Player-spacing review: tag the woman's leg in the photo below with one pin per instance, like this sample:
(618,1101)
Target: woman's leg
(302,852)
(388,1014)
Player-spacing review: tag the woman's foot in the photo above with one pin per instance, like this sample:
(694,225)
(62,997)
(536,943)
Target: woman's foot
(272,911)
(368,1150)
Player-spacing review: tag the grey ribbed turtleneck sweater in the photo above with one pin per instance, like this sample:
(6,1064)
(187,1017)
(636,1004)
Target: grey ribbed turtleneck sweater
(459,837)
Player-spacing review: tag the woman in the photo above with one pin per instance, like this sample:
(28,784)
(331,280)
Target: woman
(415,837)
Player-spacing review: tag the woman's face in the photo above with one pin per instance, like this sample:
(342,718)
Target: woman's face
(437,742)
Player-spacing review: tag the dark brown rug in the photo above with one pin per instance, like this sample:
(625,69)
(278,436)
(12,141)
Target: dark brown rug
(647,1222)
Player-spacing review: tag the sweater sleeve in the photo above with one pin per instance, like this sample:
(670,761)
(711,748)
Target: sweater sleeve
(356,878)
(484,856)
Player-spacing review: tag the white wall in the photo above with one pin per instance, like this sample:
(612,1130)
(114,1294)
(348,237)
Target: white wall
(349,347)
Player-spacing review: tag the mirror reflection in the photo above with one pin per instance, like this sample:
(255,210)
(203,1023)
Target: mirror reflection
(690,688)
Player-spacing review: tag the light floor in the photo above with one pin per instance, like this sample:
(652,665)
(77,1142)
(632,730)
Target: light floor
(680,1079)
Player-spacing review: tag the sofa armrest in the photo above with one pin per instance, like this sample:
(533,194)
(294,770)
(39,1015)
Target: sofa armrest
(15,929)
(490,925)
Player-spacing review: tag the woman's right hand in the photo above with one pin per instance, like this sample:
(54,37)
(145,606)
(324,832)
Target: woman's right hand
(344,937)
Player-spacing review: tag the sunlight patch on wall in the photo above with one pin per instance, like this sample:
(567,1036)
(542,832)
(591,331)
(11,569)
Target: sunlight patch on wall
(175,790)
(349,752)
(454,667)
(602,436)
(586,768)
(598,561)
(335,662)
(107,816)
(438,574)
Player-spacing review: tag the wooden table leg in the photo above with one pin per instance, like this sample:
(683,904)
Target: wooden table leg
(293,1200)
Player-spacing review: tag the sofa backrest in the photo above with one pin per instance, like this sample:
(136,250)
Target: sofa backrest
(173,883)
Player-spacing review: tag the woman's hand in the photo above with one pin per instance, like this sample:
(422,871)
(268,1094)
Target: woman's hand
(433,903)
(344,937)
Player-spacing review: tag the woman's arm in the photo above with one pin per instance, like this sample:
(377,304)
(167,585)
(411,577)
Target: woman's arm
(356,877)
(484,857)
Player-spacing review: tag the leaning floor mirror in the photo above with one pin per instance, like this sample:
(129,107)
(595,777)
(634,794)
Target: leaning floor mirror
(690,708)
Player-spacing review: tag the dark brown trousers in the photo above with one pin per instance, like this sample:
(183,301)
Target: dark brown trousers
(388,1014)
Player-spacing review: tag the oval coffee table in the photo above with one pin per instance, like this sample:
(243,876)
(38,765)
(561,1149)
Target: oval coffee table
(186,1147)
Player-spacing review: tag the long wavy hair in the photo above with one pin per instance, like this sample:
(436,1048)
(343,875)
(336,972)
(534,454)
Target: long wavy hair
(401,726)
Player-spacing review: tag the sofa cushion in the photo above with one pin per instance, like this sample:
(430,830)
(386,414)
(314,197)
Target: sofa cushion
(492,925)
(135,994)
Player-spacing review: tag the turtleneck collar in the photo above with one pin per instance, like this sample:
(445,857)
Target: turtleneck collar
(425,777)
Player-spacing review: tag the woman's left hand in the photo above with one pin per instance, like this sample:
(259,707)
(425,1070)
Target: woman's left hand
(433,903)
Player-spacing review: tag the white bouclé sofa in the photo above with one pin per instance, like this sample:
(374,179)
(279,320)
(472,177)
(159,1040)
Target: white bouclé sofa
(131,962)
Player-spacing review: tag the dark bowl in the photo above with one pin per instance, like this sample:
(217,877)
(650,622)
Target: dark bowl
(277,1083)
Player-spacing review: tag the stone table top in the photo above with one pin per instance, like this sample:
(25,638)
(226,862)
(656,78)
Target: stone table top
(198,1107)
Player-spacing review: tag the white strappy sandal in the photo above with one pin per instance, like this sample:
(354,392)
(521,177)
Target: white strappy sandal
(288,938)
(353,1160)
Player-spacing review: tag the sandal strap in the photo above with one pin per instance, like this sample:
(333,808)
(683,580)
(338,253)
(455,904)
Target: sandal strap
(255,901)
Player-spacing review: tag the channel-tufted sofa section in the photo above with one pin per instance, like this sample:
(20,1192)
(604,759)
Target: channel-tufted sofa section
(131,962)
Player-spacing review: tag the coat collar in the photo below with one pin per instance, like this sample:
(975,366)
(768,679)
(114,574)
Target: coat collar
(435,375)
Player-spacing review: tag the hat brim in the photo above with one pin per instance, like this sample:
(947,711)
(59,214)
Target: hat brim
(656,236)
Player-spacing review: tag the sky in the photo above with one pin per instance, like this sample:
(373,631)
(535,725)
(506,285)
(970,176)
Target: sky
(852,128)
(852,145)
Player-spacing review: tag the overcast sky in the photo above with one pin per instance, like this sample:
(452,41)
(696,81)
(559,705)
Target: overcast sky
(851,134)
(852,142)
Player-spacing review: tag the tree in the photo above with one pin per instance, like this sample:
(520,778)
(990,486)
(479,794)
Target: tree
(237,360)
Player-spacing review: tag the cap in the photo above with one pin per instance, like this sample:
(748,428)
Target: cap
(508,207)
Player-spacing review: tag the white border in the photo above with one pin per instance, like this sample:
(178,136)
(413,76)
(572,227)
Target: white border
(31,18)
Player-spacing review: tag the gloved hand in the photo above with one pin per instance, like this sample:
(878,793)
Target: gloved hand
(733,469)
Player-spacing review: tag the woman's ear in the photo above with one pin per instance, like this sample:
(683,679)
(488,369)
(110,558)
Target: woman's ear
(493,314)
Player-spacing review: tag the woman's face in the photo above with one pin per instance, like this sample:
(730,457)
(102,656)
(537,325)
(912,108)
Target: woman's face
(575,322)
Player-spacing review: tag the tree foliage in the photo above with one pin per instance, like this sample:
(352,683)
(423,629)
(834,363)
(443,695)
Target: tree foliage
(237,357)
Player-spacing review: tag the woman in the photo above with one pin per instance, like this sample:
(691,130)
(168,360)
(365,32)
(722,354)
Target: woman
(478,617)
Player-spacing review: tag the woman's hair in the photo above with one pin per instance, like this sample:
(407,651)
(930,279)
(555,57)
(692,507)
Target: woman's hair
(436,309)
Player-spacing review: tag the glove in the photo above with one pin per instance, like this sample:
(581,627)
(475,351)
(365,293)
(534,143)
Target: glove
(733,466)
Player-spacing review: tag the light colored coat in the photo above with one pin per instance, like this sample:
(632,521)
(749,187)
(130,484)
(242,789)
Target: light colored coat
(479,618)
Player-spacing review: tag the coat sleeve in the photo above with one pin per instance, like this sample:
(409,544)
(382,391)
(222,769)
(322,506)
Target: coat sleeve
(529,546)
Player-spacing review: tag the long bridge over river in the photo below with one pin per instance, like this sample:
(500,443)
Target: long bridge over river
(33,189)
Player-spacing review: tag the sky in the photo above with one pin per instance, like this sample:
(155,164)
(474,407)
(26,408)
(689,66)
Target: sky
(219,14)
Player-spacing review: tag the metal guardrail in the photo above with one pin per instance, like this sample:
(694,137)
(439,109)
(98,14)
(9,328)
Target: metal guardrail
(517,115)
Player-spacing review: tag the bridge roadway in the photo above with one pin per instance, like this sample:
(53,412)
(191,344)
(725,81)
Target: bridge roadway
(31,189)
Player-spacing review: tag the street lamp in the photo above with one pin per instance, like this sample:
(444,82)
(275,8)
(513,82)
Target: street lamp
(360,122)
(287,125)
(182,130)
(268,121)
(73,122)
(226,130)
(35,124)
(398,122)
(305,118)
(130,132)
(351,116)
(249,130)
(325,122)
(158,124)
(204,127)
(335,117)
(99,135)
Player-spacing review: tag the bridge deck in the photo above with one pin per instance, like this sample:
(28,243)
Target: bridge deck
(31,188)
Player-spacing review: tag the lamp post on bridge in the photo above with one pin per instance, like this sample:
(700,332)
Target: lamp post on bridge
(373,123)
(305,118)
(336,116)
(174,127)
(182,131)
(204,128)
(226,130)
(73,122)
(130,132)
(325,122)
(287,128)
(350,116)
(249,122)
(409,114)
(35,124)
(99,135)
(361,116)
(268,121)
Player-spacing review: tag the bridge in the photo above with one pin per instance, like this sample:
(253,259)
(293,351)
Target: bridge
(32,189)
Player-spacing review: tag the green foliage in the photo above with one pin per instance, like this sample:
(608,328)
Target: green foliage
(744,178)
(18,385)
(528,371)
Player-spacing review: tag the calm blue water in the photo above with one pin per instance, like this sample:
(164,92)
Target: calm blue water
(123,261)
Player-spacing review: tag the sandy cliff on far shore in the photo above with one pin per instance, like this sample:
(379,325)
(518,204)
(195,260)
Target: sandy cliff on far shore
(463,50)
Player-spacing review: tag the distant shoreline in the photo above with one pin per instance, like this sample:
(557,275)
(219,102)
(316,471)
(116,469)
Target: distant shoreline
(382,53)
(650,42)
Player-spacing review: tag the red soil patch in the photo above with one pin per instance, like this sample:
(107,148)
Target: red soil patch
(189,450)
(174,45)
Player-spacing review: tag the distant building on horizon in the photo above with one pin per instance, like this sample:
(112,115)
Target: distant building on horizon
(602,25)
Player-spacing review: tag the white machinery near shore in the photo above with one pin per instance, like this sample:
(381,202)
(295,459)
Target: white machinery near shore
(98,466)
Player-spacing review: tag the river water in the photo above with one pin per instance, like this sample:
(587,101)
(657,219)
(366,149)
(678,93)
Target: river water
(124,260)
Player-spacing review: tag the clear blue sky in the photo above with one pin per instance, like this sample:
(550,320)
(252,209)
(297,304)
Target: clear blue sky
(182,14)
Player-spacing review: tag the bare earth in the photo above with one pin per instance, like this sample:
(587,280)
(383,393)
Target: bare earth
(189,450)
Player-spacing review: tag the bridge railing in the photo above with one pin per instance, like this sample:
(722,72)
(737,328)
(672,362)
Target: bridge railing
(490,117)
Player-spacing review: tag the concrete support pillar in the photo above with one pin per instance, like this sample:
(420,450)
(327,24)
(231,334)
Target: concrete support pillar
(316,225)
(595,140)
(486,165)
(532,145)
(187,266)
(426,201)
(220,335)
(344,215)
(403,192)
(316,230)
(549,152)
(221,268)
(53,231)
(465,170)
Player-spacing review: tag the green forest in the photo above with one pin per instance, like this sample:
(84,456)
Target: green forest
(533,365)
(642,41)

** EXERCISE **
The line containing "Player-spacing review: tag the clear" marks the start; retype it and each line after it through the end of the records above, exactly.

** EXPECTED OUTPUT **
Player-spacing review: tag the clear blue sky in the photo above with one pin per instance, like this sample:
(550,320)
(252,209)
(297,304)
Target: clear blue sky
(182,14)
Player-spacing review: tag the bare earth in the photo above with one pin per instance, like this sample:
(587,280)
(383,393)
Target: bare earth
(189,450)
Player-spacing review: tag the bridge railing in the photo above with one pin per instance, like this sample:
(722,72)
(737,328)
(672,362)
Target: bridge railing
(490,117)
Player-spacing review: tag the concrete support pillar in the photo above with one pin per instance, like this sample:
(420,450)
(327,24)
(231,334)
Target: concrete support pillar
(316,225)
(595,140)
(486,165)
(532,145)
(187,266)
(426,201)
(220,335)
(344,215)
(403,192)
(316,230)
(549,152)
(221,268)
(53,231)
(465,170)
Player-spacing review: tag the green forest in the photo above with one pin per instance, like this sample:
(84,456)
Target: green forest
(533,365)
(642,41)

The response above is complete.